(Registros de anotação de pontos)
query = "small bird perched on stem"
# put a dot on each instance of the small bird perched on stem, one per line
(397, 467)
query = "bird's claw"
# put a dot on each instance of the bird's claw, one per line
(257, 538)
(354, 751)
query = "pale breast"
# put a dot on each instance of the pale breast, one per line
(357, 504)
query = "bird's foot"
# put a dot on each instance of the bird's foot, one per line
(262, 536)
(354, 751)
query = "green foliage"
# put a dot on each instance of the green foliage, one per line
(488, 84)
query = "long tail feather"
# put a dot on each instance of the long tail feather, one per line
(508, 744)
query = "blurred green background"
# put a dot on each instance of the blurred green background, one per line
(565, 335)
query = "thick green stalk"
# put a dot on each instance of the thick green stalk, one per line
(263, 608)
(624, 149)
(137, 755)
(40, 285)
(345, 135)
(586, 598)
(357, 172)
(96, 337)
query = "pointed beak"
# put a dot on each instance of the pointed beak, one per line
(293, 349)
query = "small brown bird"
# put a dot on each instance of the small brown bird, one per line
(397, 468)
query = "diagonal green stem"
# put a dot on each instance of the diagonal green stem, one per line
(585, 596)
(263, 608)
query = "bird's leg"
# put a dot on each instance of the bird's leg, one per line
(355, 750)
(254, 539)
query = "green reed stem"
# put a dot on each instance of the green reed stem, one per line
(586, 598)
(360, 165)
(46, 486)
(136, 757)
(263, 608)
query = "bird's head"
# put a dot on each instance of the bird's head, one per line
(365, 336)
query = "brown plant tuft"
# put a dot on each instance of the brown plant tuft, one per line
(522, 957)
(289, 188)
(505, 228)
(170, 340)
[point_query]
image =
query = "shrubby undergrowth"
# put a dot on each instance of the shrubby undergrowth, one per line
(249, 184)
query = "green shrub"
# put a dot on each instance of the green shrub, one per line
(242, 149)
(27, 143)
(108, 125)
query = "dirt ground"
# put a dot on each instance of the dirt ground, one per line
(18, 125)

Objetivo da tarefa: Reescreva todas as linhas dos dados, da linha que contém "[point_query]" até o fim, sem omitir nenhuma e mantendo o restante inalterado. Desloque cada coordenada dos pontos somando 110 a ela.

Resposta da tarefa:
[point_query]
image =
query = "shrubby undergrowth"
# put a dot on each instance of the shrubby undergrowth, one per line
(359, 294)
query = "green shrub"
# put a dot on each instance of the green shrub, one per line
(352, 259)
(137, 253)
(218, 235)
query = "dirt ground"
# put a dot on each instance of the dirt ground, one per line
(128, 235)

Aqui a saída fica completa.